Given instruction: Render everything from the start of the items below down to the line containing "167L167 171L178 172L188", both ends included, as a JSON list of strings with one string per line. Leave out any blank lines.

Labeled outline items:
★ ★ ★ ★ ★ ★ ★
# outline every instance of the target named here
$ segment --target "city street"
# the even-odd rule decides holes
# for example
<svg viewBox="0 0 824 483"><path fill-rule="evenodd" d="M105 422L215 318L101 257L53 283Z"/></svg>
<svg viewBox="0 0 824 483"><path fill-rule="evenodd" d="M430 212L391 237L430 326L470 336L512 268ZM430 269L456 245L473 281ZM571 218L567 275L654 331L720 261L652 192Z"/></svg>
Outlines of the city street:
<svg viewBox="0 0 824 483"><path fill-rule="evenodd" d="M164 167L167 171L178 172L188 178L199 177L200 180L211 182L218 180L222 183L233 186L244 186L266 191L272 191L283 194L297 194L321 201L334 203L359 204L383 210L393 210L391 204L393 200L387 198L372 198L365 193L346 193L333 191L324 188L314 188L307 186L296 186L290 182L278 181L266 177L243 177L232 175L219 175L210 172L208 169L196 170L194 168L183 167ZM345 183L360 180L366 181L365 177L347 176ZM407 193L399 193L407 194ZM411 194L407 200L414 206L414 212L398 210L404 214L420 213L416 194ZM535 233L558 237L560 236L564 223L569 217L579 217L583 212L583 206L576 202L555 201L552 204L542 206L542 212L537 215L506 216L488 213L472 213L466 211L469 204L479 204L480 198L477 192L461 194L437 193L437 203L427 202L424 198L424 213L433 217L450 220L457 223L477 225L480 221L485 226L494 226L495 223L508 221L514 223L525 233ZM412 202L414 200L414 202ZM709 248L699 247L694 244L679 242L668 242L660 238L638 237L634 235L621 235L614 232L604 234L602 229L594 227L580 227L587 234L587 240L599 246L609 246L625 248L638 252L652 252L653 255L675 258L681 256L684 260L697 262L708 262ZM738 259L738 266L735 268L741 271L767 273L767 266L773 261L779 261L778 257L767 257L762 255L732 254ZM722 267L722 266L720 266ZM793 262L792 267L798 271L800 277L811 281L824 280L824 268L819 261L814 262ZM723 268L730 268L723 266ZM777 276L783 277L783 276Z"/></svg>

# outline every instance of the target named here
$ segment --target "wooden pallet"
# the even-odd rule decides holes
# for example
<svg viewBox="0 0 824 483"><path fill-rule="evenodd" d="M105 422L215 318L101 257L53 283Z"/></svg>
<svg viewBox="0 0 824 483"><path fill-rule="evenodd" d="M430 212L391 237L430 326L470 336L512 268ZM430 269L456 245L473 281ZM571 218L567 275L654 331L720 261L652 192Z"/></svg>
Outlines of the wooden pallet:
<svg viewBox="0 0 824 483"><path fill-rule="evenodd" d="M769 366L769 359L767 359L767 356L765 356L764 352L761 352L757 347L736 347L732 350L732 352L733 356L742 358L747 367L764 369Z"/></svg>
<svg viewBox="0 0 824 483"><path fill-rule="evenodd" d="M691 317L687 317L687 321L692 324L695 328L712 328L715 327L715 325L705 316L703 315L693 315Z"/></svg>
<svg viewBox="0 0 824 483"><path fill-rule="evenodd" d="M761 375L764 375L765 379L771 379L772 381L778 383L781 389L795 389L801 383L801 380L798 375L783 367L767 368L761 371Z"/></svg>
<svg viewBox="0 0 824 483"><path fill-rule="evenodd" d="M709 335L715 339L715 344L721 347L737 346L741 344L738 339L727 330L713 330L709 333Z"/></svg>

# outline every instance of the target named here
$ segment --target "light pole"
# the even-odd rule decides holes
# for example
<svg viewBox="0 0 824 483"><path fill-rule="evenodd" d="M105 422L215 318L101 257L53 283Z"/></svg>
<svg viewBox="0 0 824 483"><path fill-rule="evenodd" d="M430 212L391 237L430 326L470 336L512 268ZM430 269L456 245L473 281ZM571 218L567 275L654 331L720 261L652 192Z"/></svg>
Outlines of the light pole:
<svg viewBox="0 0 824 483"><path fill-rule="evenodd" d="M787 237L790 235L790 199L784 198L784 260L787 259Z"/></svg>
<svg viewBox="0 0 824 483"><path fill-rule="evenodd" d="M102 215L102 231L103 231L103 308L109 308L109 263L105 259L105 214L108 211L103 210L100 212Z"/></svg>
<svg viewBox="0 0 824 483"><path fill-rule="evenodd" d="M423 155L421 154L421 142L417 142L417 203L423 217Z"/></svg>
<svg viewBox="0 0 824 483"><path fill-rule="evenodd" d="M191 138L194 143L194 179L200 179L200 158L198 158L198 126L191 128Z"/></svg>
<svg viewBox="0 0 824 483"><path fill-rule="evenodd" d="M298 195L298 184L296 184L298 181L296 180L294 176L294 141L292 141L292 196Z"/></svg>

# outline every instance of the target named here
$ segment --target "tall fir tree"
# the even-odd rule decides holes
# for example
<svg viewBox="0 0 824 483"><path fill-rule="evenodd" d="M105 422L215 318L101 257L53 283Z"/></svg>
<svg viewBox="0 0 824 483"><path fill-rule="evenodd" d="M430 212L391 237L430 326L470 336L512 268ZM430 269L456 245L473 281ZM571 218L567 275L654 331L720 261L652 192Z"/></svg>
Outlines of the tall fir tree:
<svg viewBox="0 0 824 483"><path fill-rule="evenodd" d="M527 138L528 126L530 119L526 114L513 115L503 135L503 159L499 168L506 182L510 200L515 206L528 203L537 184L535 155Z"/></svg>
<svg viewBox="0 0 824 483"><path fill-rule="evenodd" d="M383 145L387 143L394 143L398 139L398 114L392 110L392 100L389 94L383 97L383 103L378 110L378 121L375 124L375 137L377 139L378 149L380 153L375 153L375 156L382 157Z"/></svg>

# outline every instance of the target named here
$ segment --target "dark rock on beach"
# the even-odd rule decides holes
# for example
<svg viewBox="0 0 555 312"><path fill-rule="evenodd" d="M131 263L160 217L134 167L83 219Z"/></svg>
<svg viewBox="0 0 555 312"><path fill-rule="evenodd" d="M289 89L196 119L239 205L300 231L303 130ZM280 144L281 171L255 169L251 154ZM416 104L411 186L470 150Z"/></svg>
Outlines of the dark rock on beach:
★ ★ ★ ★ ★ ★ ★
Expected output:
[
  "# outline every instance of the target named here",
  "$ segment --target \"city street\"",
  "# the even-odd rule decides holes",
  "# for example",
  "<svg viewBox=\"0 0 824 483\"><path fill-rule=\"evenodd\" d=\"M105 422L215 318L101 257L53 283Z\"/></svg>",
  "<svg viewBox=\"0 0 824 483\"><path fill-rule=\"evenodd\" d=\"M430 212L391 237L430 326L470 336L512 268ZM430 269L456 245L473 281ZM571 218L567 275L654 331L720 261L652 192Z\"/></svg>",
  "Outlines of the city street:",
  "<svg viewBox=\"0 0 824 483\"><path fill-rule=\"evenodd\" d=\"M164 167L167 171L178 172L188 178L199 177L200 180L211 182L218 180L222 183L233 186L244 186L266 191L272 191L283 194L297 194L321 201L334 203L359 204L383 210L393 210L391 204L393 200L387 198L372 198L365 193L346 193L333 191L324 188L314 188L307 186L296 186L290 182L278 181L266 177L243 177L232 175L219 175L210 172L208 169L196 170L194 168L183 167ZM345 183L360 180L366 181L365 177L347 176ZM407 193L399 193L407 194ZM411 194L407 200L414 206L414 212L398 210L404 214L420 213L416 194ZM535 233L558 237L560 236L564 223L569 217L579 217L583 212L583 206L576 202L555 201L552 204L542 206L542 212L537 215L506 216L488 213L472 213L466 211L469 204L479 204L480 198L477 192L461 194L437 193L437 203L427 202L424 198L424 213L433 217L450 220L457 223L477 225L480 221L485 226L494 226L495 223L508 221L514 223L525 233ZM412 202L414 200L414 202ZM709 248L699 247L694 244L679 242L668 242L660 238L638 237L634 235L621 235L614 232L604 234L602 229L594 227L580 227L587 234L587 240L599 246L609 246L625 248L638 252L652 252L653 255L675 258L681 256L684 260L697 262L708 262ZM738 259L738 266L735 268L741 271L767 273L767 266L773 261L779 261L778 257L767 257L762 255L732 254ZM722 267L722 266L720 266ZM793 262L792 267L798 271L800 277L811 281L824 280L824 268L819 261L814 262ZM723 268L730 268L723 266ZM777 276L783 277L783 276Z\"/></svg>"
]